(Exercise):
Scan the following material for the string "below" and copy each line in which it appears.
━━━━━ Stored data ━━━━━
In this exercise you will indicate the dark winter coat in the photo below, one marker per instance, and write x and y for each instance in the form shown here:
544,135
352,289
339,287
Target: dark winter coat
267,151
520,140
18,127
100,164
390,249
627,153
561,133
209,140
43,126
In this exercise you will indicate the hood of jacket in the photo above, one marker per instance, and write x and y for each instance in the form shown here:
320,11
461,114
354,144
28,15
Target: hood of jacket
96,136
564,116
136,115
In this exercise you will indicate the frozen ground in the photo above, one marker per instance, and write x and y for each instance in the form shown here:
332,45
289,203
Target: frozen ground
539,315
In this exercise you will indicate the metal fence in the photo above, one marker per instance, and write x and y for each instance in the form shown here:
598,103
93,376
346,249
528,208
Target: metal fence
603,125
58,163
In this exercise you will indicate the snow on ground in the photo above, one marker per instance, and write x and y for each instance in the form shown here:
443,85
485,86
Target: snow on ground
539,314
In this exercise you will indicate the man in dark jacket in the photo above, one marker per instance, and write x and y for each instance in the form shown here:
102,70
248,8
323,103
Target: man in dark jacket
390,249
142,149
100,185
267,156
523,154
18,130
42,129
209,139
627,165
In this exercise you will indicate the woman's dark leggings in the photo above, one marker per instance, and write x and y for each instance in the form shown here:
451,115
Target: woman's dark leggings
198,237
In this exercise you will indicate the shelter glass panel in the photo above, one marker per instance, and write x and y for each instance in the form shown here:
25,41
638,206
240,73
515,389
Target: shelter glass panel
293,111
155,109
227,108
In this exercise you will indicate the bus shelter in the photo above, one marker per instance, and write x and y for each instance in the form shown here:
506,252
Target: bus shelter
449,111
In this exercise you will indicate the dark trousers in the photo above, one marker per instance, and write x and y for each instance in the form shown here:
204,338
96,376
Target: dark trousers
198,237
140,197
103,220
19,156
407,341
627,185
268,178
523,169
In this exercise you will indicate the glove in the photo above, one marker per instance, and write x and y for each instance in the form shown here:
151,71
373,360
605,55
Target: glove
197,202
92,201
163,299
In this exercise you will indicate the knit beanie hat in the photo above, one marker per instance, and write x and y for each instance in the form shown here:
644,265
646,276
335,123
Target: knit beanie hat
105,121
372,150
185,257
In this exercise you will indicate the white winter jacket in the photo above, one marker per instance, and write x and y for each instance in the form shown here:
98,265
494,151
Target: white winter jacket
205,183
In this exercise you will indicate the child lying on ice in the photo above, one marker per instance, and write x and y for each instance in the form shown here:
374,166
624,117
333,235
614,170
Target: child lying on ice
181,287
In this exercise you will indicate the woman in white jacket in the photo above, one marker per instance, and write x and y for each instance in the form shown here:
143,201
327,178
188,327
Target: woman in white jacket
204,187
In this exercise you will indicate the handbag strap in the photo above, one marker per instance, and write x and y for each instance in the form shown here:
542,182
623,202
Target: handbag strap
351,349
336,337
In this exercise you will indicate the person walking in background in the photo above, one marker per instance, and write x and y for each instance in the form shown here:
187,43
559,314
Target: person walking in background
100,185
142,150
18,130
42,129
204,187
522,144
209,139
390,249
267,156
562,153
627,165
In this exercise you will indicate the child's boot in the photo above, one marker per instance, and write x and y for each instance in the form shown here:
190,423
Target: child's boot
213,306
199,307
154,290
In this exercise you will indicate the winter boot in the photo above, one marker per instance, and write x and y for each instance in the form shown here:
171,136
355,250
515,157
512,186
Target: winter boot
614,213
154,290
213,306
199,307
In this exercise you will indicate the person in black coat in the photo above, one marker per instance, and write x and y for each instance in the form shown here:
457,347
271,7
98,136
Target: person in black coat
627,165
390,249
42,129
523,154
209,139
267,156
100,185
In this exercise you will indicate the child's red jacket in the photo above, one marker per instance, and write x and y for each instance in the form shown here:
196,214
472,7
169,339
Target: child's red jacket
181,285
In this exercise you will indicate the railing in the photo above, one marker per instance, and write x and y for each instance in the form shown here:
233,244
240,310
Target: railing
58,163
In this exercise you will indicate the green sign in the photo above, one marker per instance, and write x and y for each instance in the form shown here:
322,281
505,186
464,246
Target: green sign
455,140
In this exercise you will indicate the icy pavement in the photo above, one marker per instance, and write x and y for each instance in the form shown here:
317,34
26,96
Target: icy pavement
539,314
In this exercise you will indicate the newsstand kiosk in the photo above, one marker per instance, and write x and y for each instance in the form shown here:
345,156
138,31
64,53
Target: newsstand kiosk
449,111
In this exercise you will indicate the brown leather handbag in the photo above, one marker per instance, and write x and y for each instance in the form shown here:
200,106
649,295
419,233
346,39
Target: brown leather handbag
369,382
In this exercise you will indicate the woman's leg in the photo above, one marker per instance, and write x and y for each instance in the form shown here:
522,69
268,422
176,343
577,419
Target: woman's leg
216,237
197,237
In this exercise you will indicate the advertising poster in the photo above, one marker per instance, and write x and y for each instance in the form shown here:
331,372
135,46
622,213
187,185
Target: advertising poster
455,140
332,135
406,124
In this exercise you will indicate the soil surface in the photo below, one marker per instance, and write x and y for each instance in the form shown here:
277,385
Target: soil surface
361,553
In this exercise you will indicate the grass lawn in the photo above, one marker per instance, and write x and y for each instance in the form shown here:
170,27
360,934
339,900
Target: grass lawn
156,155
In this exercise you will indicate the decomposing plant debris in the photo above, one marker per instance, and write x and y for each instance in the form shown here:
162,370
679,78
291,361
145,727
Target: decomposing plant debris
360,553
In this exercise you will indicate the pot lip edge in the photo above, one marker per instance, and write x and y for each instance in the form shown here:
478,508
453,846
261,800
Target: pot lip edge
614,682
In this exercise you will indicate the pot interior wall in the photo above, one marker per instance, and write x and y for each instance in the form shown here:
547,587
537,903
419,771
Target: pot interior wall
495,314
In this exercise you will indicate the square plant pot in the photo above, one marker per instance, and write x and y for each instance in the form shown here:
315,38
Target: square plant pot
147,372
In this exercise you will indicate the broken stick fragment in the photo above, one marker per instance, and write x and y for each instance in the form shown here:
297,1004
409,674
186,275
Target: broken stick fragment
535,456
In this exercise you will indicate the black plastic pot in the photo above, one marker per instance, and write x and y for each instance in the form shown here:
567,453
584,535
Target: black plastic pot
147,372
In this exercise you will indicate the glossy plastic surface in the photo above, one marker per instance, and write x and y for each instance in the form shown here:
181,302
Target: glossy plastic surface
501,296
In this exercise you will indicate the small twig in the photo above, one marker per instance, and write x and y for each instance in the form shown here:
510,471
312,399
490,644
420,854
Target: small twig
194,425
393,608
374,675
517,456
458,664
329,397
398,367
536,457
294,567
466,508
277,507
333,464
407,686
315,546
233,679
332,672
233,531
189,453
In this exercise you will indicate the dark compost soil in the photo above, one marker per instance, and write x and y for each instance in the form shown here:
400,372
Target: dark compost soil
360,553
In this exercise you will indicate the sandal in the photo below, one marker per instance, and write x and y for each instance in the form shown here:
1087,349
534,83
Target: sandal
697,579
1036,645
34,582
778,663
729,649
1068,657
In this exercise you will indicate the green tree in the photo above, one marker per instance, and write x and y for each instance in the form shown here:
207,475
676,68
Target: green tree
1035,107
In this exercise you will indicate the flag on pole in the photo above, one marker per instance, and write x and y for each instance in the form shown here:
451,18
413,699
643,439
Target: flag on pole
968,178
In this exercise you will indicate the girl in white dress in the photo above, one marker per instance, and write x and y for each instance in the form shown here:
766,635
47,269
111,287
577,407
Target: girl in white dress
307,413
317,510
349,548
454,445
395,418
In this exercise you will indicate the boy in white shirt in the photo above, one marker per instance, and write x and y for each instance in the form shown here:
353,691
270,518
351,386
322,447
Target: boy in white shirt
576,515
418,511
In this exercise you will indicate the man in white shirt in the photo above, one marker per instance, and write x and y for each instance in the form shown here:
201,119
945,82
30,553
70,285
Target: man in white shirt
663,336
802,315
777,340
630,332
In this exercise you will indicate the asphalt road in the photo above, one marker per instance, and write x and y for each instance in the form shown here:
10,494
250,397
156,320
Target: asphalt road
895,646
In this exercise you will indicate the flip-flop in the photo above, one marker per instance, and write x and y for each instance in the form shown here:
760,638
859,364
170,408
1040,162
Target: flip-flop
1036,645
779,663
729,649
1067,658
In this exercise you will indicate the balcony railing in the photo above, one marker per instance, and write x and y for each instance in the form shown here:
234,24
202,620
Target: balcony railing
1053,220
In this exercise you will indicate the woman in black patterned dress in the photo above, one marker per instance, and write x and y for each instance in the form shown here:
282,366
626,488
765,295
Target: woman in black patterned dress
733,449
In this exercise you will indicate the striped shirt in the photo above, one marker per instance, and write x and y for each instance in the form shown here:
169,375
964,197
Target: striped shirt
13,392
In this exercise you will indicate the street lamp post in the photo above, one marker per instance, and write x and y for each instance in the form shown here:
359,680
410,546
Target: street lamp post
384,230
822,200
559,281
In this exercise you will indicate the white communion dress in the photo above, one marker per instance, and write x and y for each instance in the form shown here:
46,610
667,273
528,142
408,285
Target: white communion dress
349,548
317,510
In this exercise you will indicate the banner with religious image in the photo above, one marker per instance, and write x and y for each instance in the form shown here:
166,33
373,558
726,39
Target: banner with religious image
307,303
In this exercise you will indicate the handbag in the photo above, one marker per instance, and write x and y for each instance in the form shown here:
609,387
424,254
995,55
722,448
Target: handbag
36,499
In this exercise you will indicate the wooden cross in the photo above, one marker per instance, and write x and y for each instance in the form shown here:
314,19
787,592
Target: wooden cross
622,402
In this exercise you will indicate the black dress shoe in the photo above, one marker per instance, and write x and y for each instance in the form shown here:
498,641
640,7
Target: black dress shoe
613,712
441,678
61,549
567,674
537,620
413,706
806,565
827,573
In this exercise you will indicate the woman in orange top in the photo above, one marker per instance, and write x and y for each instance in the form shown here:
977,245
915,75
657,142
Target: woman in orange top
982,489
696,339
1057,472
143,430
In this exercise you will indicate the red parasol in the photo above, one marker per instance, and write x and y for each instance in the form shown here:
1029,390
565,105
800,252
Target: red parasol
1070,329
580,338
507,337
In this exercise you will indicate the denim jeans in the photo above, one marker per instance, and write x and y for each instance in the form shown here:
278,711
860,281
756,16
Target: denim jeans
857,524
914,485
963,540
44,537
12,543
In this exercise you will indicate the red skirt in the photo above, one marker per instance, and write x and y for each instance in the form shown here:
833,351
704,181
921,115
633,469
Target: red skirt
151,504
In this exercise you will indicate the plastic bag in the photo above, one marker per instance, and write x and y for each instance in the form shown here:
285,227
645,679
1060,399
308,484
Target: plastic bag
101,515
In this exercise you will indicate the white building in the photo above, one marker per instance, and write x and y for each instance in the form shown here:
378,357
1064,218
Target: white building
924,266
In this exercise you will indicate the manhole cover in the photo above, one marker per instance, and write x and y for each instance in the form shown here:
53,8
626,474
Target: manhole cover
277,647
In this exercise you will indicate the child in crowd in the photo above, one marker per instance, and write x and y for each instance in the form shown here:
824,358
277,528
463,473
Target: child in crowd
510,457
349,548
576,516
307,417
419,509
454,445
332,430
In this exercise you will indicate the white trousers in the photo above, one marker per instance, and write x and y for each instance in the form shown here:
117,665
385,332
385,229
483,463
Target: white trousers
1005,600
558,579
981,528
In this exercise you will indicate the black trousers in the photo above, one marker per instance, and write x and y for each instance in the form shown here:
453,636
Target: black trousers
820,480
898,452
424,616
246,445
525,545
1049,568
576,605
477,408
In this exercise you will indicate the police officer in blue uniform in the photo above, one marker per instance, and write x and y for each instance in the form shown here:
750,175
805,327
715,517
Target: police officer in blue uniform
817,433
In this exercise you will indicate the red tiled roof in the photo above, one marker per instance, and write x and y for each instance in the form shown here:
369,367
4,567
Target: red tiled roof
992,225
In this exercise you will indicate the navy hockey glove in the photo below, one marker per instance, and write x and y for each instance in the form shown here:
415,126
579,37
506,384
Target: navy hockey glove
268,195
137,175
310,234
━━━━━
(Answer to the problem):
In this exercise you will indicate the dark winter coat in the photo below, one marker per instance, and write x and y for each instance in the form shown here:
In this exercise you will indicate the soil surface in the photo below, one marker per instance, and write x and y for each instance in the form shown here:
In this exercise you will indicate the sandal in the photo below, one marker per instance, and write x and y for each instance in the form shown here:
In this exercise you will indicate the navy hockey glove in the photo below, one marker per instance, and write x and y for each instance in the form shown here:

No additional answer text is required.